→ Written problem: Locate each line in the entries below that contains the word "target" and copy those lines out in full. Case counts when matching.
[begin Input]
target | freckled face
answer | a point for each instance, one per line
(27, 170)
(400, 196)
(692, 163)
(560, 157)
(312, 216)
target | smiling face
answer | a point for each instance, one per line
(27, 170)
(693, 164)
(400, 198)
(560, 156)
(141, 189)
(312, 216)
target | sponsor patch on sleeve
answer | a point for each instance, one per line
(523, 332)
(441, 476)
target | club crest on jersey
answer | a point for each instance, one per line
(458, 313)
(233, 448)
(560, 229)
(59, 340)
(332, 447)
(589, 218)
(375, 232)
[end Input]
[begin Input]
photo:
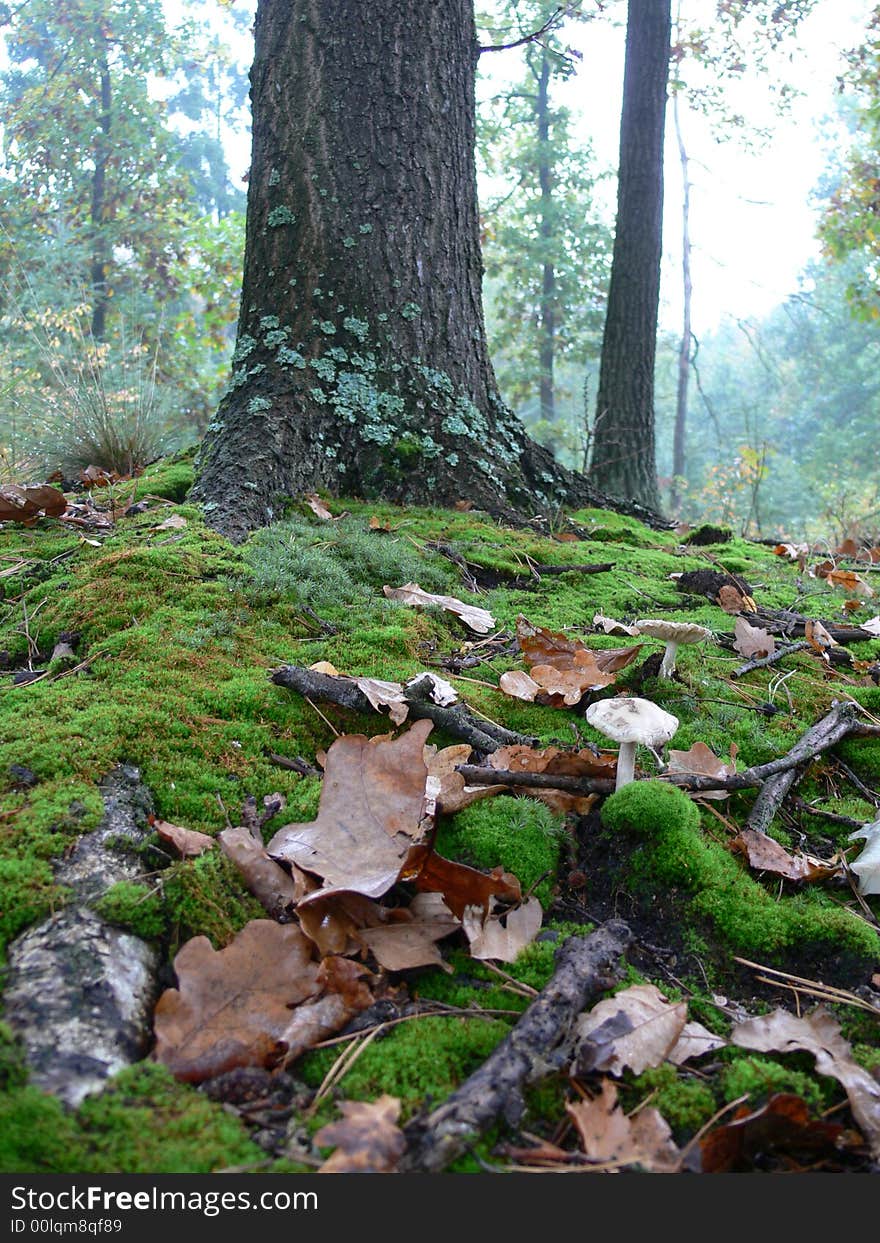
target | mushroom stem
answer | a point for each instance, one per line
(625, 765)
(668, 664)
[end Input]
→ The completed task:
target | freckled face
target | smiling face
target | sponsor patch on sleeve
target | club crest on jersey
target | mushroom stem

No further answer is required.